Aim | Locate each line in the records below that contains the string "lawn", and copy those lines.
= = = =
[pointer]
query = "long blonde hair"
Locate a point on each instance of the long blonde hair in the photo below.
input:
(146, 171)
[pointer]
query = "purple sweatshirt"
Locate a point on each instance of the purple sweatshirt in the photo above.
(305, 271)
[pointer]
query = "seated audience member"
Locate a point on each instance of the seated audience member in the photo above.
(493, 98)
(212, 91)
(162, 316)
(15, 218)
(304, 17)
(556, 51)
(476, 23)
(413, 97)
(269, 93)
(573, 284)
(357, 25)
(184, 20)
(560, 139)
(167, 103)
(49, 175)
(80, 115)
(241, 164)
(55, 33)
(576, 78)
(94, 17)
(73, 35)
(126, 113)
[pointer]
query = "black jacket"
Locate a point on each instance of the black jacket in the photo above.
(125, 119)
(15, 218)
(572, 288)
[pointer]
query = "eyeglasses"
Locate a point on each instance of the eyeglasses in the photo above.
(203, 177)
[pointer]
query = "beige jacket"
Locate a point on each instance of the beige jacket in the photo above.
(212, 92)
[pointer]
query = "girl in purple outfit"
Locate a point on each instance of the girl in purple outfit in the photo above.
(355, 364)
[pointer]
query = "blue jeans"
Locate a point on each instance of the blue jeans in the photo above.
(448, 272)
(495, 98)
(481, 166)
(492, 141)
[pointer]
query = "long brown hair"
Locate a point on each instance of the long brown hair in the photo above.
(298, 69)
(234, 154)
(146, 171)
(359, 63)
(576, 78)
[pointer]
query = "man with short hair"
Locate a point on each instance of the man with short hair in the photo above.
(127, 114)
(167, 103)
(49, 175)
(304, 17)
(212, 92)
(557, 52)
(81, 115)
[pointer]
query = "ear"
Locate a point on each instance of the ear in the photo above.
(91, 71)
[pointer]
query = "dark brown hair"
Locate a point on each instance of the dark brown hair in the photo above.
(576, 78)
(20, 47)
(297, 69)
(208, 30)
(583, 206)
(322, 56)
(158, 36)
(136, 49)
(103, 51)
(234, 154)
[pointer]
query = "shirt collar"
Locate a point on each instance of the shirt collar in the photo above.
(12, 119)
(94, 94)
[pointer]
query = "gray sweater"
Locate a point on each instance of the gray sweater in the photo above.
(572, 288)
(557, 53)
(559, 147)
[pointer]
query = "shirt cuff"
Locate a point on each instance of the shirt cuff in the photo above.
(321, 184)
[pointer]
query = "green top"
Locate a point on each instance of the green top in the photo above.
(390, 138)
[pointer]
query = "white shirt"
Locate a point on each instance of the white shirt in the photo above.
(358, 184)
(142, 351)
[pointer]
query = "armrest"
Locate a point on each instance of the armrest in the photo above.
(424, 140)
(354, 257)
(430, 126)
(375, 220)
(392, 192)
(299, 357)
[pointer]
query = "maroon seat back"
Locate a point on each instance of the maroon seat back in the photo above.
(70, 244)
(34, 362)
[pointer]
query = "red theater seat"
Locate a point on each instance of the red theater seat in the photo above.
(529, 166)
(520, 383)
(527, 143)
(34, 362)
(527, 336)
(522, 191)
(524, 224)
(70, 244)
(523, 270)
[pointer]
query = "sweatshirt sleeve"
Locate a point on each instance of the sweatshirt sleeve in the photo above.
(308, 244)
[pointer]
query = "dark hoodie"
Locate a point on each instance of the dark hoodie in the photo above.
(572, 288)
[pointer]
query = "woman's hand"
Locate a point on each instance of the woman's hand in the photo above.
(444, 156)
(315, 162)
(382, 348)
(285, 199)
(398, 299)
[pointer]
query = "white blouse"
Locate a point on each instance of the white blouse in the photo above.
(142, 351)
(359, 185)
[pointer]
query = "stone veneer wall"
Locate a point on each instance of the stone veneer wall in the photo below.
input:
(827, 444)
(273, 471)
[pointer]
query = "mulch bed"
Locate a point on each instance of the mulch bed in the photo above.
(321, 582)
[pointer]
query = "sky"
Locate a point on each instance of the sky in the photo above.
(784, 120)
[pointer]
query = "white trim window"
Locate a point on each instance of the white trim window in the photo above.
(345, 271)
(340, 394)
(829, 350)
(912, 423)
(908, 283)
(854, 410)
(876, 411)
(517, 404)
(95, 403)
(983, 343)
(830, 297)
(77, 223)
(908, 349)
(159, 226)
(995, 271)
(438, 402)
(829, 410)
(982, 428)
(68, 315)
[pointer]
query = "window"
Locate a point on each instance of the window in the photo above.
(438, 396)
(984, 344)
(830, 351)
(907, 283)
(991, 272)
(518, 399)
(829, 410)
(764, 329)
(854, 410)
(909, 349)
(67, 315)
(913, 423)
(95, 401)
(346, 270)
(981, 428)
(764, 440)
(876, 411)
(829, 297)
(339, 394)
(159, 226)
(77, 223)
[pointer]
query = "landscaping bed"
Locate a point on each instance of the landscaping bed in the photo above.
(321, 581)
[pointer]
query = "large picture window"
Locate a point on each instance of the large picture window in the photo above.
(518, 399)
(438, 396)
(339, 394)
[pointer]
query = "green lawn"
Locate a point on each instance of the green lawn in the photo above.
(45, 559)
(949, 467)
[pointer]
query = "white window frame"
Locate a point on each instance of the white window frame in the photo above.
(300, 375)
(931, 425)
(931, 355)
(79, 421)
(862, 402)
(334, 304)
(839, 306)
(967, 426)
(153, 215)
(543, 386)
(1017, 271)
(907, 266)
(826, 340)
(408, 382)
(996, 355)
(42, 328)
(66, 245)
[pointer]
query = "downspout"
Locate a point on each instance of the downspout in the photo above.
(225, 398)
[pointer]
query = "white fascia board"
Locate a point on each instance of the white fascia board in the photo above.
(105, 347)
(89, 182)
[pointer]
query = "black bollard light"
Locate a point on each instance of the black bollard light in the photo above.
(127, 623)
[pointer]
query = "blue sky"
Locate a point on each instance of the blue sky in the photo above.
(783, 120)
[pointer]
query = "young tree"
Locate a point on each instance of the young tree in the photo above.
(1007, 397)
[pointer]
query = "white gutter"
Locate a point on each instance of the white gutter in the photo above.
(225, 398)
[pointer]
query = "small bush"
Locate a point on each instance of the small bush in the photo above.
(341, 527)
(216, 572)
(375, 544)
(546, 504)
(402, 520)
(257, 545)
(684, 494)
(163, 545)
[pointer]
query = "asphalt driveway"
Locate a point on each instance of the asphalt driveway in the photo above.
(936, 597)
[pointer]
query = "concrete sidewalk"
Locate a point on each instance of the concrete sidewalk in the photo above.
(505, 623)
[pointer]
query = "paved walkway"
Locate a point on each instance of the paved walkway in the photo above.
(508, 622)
= = = =
Final result |
query = "green lawn"
Locate a point on each instance of the green lawn in the photo above.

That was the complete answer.